** Start **

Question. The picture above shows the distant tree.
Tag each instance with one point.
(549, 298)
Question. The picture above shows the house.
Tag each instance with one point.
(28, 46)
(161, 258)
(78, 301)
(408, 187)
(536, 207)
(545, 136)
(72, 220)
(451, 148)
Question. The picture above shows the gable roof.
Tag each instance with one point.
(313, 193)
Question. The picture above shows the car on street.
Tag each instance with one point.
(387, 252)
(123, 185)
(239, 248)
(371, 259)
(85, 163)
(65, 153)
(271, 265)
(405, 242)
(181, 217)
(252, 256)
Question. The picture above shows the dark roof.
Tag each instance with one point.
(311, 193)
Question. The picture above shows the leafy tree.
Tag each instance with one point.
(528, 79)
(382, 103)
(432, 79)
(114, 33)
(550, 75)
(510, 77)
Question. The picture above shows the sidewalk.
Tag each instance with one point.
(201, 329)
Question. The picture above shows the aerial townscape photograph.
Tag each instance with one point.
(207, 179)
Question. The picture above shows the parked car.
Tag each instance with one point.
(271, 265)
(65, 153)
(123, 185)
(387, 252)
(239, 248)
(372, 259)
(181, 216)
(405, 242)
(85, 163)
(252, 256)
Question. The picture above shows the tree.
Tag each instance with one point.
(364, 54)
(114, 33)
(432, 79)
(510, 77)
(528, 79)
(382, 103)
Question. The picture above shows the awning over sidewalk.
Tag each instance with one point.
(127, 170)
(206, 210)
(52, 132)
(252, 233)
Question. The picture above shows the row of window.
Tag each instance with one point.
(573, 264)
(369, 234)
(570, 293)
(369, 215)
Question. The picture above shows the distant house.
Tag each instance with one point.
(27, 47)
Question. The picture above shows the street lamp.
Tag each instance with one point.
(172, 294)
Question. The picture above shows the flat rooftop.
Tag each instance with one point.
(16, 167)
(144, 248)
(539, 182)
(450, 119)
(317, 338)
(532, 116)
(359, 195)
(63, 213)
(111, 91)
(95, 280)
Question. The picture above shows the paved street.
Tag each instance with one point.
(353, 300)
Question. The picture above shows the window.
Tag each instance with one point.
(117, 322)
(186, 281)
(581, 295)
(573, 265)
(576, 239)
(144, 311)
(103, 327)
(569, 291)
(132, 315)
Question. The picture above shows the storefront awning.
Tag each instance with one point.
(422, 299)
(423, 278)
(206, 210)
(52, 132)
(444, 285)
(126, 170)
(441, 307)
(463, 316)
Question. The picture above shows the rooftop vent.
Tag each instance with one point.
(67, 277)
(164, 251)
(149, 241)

** End **

• [WHAT THE EXERCISE ASKS]:
Rewrite all the records above, replacing "Tag" with "Mark" everywhere it appears and leaving everything else unchanged.

• [PROBLEM SOLUTION]:
Question. The picture above shows the distant tree.
Mark each instance with one point.
(549, 298)
Question. The picture above shows the house.
Mark each instance with one point.
(28, 46)
(161, 258)
(78, 301)
(408, 187)
(536, 207)
(545, 136)
(72, 220)
(451, 148)
Question. The picture above shows the gable roof.
Mark each instance with one point.
(313, 193)
Question. The picture above shows the car on street.
Mark each instance with one point.
(387, 252)
(123, 185)
(239, 248)
(371, 259)
(85, 163)
(65, 153)
(271, 265)
(405, 242)
(181, 217)
(252, 256)
Question. The picture above shows the dark roof.
Mark each instance with one point.
(311, 193)
Question. The picture above shows the leafy tree.
Mark each instance with one point.
(528, 79)
(382, 103)
(432, 79)
(114, 33)
(550, 75)
(510, 77)
Question. The picture above shows the sidewalk.
Mark each instance with one point.
(201, 329)
Question. The picture above shows the aerial townscape photograph.
Mark each instance with one point.
(207, 179)
Question. The picture above shows the parked car.
Mark each instance with one point.
(271, 265)
(65, 153)
(123, 185)
(387, 252)
(239, 248)
(372, 259)
(181, 216)
(405, 242)
(85, 163)
(252, 256)
Question. The picture above shows the tree.
Mark each instance with one point.
(364, 54)
(114, 33)
(432, 79)
(510, 77)
(528, 79)
(382, 103)
Question. The picture above shows the awning over sidewalk.
Mark each instance with one point.
(127, 170)
(206, 210)
(52, 132)
(252, 233)
Question. The picture above shows the row of window.
Mark each instance with one point.
(573, 264)
(369, 234)
(570, 293)
(369, 215)
Question. The picture above shows the distant house.
Mark each instance with one point.
(27, 47)
Question. The picture above shows the street lamp.
Mark each instance with one point.
(172, 294)
Question. The picture above shows the flat rooftop.
Mark each instance with one point.
(16, 167)
(144, 248)
(539, 182)
(450, 119)
(317, 338)
(532, 116)
(359, 195)
(63, 213)
(111, 91)
(95, 280)
Question. The picture above shows the paved street.
Mark each instance with one point.
(353, 300)
Question. The picture above shows the window.
Mark each instance with one point.
(117, 322)
(186, 281)
(581, 295)
(573, 265)
(576, 239)
(144, 311)
(103, 327)
(569, 291)
(132, 315)
Question. The picture above shows the storefront awning.
Mark each instance with one point.
(422, 299)
(423, 278)
(206, 210)
(52, 132)
(444, 285)
(126, 170)
(441, 307)
(463, 316)
Question. The picture above shows the rooftop vent.
Mark each instance with one point.
(67, 277)
(164, 251)
(149, 241)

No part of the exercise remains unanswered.